* **Provided text**:
--------------------------------

The system that failed its bravest

BLACK SATURDAY BLUNDERS
SO MUCH had already gone wrong. They didn’t know the Kilmore fire was in Kinglake. They didn’t know where their second CFA tanker was because the area had so many radio black spots they couldn’t raise it. They had already fled flames that were three times as tall as the trees.
And Karen Barrow’s Black Saturday had only just begun.
In a personal submission to the Bushfires Royal Commission, Miss Barrow, a CFA volunteer and second lieutenant with the Kinglake West brigade, has told the story of one woman’s fire and the bureaucratic bungles that bedevilled it.
Miss Barrow was a driver on a tanker that responded to emergency calls. By 5pm, she and the crew were back at Kinglake West CFA station, readying hoses to protect more than 200 people sheltering there. Meanwhile, CFA pagers began beeping with emergency calls. “One message stated something like ’40-50 people trapped’. I did not look at my pager again after this – the guilt at not being able to assist was too much.”
Later, as they went to answer a call, a woman waved them down and said a man in her backyard had burns to 70 per cent of his body. The woman had called several times for an ambulance but none had arrived. “I asked the crew to stay with the truck while I checked out the patient. I did not want the crew to see a burns patient if they did not need to.”

--------------------------------

* **Dataset excerpts**:
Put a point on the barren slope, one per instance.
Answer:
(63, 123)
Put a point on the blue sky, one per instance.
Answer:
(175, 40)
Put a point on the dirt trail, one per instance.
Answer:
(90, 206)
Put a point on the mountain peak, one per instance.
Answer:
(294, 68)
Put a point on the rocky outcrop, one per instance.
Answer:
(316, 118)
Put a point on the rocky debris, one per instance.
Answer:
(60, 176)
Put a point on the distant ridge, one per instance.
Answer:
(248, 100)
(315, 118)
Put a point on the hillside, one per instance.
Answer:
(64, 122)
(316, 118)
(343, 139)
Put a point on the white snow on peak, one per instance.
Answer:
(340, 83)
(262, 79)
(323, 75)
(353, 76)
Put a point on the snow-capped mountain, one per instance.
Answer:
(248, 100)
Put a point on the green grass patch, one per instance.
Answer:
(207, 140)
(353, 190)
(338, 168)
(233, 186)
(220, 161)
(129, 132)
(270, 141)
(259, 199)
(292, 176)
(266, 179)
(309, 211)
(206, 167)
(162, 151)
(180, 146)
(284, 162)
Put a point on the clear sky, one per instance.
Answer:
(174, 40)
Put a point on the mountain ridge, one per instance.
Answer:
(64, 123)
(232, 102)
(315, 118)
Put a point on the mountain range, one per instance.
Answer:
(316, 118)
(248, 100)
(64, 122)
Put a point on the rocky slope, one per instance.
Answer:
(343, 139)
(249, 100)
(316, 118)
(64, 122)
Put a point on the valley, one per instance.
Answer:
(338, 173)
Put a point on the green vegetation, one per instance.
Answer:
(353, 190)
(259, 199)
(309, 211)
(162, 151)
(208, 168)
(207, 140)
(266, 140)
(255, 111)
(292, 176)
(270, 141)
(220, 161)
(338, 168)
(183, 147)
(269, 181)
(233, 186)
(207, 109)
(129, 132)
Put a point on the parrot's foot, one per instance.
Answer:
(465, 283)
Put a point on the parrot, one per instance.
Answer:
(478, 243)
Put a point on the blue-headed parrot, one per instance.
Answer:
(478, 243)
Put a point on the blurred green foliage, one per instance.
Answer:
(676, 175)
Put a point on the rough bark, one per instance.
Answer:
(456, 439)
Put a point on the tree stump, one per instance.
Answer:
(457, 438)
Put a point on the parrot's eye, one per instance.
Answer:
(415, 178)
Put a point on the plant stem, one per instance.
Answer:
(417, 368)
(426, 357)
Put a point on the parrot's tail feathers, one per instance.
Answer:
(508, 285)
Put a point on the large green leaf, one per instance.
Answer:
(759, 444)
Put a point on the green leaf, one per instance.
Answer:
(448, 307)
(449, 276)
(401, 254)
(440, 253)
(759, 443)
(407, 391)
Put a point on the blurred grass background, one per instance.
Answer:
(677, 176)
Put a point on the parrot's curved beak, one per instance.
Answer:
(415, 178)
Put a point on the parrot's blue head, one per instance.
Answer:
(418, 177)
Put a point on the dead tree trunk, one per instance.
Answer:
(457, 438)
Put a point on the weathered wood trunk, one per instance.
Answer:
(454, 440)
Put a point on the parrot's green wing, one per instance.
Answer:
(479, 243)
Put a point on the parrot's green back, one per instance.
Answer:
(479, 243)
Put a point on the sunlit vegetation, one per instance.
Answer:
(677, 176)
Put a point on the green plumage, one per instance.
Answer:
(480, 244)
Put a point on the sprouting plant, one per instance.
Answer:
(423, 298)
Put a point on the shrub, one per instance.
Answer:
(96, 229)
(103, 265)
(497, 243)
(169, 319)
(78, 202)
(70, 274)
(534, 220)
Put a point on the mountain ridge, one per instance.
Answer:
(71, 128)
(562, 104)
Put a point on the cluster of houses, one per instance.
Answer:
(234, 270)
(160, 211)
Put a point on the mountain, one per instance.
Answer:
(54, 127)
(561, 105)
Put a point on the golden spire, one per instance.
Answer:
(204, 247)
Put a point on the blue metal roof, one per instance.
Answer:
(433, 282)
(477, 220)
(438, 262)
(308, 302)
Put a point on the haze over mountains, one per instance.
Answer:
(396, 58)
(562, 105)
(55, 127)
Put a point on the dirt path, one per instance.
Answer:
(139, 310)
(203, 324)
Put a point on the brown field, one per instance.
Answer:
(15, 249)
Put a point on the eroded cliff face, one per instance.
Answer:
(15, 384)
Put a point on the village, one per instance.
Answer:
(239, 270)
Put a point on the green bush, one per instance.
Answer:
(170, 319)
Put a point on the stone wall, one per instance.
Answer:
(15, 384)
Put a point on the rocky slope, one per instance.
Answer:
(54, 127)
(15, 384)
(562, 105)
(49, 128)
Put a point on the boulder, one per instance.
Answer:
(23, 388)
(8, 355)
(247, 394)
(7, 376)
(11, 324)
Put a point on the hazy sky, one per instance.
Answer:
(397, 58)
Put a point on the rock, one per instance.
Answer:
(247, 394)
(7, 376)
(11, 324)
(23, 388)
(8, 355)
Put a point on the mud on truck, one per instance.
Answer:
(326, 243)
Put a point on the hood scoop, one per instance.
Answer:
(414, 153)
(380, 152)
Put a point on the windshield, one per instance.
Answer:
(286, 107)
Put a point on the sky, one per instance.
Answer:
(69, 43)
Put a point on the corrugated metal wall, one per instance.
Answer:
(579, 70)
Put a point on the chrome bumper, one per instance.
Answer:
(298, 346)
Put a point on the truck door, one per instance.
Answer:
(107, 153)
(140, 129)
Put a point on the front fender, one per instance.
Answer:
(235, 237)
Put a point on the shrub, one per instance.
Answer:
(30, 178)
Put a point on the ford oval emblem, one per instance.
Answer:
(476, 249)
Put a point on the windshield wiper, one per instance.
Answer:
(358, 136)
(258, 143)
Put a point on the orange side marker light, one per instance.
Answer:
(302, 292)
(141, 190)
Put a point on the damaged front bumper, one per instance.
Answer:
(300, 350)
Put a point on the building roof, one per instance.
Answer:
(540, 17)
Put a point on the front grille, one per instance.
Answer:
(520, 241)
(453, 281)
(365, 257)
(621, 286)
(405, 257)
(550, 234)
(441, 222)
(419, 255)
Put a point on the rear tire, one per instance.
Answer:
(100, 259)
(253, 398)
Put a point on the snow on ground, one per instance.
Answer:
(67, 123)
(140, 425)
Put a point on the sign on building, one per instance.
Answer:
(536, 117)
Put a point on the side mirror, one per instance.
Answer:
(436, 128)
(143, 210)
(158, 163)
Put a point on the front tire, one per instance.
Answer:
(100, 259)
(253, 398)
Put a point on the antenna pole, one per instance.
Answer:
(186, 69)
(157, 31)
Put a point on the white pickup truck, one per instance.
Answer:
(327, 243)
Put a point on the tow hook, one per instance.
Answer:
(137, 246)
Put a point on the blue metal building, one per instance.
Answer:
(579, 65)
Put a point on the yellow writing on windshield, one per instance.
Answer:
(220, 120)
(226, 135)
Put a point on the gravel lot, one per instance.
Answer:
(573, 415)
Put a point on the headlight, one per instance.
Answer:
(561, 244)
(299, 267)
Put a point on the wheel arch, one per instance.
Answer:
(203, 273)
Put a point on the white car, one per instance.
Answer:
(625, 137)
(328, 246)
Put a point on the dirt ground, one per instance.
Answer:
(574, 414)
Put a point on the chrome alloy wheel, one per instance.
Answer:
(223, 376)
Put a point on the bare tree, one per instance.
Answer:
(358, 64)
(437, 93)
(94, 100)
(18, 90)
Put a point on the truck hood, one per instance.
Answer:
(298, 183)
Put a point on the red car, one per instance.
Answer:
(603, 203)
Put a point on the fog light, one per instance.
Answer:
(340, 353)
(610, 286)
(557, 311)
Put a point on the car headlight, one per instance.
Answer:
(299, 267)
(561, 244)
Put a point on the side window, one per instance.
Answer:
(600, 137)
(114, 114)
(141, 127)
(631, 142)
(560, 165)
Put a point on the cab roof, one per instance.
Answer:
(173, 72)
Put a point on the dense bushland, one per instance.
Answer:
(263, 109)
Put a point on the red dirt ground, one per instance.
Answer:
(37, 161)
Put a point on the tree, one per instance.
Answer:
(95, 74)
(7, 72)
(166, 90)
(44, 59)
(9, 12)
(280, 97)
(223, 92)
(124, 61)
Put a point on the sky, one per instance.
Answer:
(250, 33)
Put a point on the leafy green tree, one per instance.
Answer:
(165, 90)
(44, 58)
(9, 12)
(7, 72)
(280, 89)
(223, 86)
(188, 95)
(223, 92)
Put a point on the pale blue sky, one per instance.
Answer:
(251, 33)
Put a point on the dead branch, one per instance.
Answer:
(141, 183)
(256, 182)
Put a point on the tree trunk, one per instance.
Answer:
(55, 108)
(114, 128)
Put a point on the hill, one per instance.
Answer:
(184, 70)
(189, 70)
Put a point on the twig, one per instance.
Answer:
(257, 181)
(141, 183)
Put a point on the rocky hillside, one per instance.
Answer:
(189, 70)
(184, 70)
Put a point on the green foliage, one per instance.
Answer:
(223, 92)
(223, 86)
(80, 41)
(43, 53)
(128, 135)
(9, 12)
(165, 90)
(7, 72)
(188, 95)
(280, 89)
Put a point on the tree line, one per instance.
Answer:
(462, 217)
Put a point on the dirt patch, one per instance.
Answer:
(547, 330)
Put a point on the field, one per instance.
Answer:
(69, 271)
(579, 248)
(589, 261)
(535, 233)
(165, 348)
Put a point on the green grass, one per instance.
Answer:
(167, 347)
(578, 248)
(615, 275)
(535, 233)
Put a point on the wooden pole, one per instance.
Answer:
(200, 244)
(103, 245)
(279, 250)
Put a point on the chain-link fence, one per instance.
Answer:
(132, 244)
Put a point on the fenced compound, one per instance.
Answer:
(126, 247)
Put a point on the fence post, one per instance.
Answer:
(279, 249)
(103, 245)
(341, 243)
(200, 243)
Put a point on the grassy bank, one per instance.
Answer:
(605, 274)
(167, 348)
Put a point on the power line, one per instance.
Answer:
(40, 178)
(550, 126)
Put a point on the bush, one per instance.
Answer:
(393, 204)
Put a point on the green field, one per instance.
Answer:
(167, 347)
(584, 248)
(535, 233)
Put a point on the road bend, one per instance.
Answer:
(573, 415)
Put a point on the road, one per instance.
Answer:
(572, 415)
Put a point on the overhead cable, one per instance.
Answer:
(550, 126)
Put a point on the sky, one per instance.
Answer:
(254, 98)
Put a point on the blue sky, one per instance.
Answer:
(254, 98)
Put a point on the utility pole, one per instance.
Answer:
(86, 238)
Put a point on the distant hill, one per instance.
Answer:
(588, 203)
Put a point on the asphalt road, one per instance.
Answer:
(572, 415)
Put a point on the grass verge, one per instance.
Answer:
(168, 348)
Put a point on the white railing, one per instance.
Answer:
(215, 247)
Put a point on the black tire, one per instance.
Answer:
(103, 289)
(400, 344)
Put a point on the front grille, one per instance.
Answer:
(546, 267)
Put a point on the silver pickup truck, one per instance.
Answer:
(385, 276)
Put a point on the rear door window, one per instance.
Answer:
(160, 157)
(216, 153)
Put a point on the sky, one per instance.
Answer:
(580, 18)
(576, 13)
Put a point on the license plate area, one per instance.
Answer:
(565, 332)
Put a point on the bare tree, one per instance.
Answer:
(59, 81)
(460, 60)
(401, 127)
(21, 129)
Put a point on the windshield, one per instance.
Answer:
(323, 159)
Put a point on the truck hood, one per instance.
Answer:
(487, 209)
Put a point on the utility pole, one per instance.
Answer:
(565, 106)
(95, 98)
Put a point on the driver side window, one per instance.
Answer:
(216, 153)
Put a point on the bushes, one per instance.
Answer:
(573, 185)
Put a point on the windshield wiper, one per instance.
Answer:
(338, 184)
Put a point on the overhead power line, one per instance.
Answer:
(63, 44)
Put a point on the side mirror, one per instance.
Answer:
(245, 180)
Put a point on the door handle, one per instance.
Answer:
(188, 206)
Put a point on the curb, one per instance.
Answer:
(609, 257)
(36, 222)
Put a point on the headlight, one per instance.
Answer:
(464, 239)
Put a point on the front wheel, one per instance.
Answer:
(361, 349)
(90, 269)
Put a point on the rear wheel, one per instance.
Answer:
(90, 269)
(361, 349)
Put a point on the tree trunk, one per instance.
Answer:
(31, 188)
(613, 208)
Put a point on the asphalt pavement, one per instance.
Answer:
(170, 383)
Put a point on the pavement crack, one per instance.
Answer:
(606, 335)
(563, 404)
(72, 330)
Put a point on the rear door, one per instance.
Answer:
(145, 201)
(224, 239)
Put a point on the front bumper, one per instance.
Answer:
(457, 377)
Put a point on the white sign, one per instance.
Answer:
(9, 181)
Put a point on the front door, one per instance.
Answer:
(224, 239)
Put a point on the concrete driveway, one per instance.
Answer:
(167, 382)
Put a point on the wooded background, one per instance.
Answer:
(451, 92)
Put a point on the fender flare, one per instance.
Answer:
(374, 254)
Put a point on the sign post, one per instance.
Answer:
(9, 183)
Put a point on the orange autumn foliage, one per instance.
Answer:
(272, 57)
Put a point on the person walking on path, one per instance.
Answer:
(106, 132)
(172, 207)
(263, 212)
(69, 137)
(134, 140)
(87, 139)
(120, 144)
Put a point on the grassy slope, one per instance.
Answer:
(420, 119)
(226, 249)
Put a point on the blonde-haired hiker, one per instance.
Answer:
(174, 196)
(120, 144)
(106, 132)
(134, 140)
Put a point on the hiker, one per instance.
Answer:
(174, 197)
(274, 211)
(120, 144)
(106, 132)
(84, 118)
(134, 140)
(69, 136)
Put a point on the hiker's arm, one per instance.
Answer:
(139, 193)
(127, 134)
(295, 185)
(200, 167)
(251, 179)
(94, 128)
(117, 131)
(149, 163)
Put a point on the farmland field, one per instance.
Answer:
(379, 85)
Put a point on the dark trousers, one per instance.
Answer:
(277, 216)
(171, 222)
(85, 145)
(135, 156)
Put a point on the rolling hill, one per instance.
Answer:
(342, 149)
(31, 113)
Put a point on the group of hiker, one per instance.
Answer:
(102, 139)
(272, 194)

--------------------------------

* **Prompt A**: Update the Black Saturday article between "BLACK SATURDAY BLUNDERS" and "as the trees.", inclusive, replacing "radio black spots" with "reception dead zones".
* **Prompt B**: Go on with the article about Karen Barrow's Black Saturday, starting after its final sentence.
The entries can be disregarded.

* **Task output A**:
BLACK SATURDAY BLUNDERS
SO MUCH had already gone wrong. They didn’t know the Kilmore fire was in Kinglake. They didn’t know where their second CFA tanker was because the area had so many reception dead zones they couldn’t raise it. They had already fled flames that were three times as tall as the trees.

* **Task output B**:
Miss Barrow assessed his burns as third degree, but the crew was trying to answer a call from people trapped by fire. She radioed through to VicFire, the CFA’s dispatchers, who told her an ambulance was on its way.
After visits to two other properties, Miss Barrow returned to the burnt man. VicFire told her the ambulance service had spoken to the patient, but those caring for him said there had been no contact. She radioed VicFire again and was told she would have to take the man 20 kilometres to Whittlesea.
“We used the ladder as a stretcher and folded up the blankets to use as some kind of mattress,” she wrote. “We lifted him on to the rear deck of Kinglake West Tanker 1 . . . Each end of the ladder was protruding from either side of the truck.
“Progress was painfully slow as we still had to navigate around trees across the road and at times had to drive on the shoulder of the road.”
At last she was able to tell him: “We are almost there. Only a few hundred metres to go.” Then she grinned and said: “And this time I actually do mean it.” He managed a chuckle.
Miss Barrow stayed with him until an ambulance arrived around 2am. The man died about 12 days later.
Miss Barrow continued working until 5 o’clock Monday morning, a 45-hour stint. Kinglake West brigade remained operational round-the-clock for the next six weeks, putting out spot fires, clearing roads and organising deliveries of fuel, water and food.
“During this recovery phase, we received no assistance from the Shire of Murrindindi or the army,” she wrote.
The brigade’s fatigue was intense: “If it were not for brigades such as Panton Hill, Research and Kangaroo Ground, we simply would not have coped. These brigades unreservedly sent people and tankers to assist. In doing so, they shunned protocol, as protocol simply was not working.”
She said strike teams sent to help were insufficient and poorly managed, and that officials kept telling the brigade no further people or tankers were available.